What you will do:
Please pick out every line in the records below that contains the word "would" and copy each of those lines. Case counts.

Available data:
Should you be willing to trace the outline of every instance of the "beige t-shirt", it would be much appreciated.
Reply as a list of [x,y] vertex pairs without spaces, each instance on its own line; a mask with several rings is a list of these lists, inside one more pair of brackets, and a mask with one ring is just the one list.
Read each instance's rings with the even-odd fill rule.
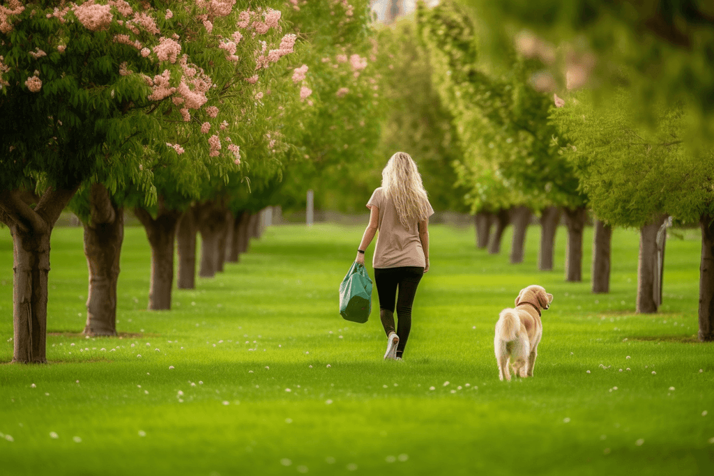
[[[434,213],[431,204],[428,206],[428,215]],[[419,227],[417,221],[410,224],[407,230],[401,222],[397,209],[392,201],[387,198],[384,190],[379,187],[372,193],[367,202],[367,208],[373,206],[379,208],[379,234],[377,245],[372,258],[373,268],[398,268],[401,266],[426,265],[424,260],[424,250],[419,238]]]

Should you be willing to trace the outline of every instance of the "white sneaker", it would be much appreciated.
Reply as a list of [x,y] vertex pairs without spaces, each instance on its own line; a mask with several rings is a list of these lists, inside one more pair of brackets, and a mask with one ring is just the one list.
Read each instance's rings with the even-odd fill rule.
[[399,336],[391,333],[387,338],[387,351],[384,353],[385,360],[396,360],[397,358],[397,344],[399,343]]

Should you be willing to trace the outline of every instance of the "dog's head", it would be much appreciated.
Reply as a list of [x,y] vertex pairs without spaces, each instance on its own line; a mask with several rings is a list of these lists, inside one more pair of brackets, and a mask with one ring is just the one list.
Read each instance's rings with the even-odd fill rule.
[[543,286],[536,284],[524,288],[518,293],[516,298],[516,305],[528,303],[533,305],[536,309],[548,309],[553,302],[553,295],[545,292]]

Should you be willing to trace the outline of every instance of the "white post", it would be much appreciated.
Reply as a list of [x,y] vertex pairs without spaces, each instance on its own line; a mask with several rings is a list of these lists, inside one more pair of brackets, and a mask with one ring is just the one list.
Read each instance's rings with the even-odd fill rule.
[[305,213],[305,222],[307,223],[308,226],[312,226],[313,223],[313,216],[314,216],[314,202],[315,202],[315,193],[313,192],[312,189],[308,191],[308,206],[307,210]]

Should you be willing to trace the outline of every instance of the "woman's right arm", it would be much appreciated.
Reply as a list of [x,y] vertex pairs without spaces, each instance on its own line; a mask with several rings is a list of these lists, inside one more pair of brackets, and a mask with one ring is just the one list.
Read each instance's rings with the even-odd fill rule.
[[421,248],[424,250],[424,273],[429,270],[429,218],[424,218],[419,222],[419,239],[421,240]]

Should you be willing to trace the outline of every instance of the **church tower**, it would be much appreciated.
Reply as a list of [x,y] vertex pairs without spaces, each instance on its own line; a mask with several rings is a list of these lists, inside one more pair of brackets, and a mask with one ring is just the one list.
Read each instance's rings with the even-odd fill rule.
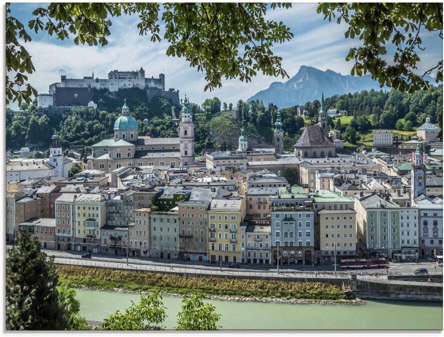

Response below:
Should you be willing to trace the outline of every instance of the "beige t-shirt", it would be much appreciated.
Should you be willing to trace the outline of every instance of the "white sneaker", it would be much appreciated.
Should you be willing to trace the outline of every instance of the "dog's head", it would be much appreciated.
Should you be willing to trace the outline of every instance of the "white post", it would be much appreciated.
Should you be willing to trace the outline of every instance of the "woman's right arm", it would be much appreciated.
Should you be willing to trace the outline of every instance of the **church tower**, it would be much appreciated.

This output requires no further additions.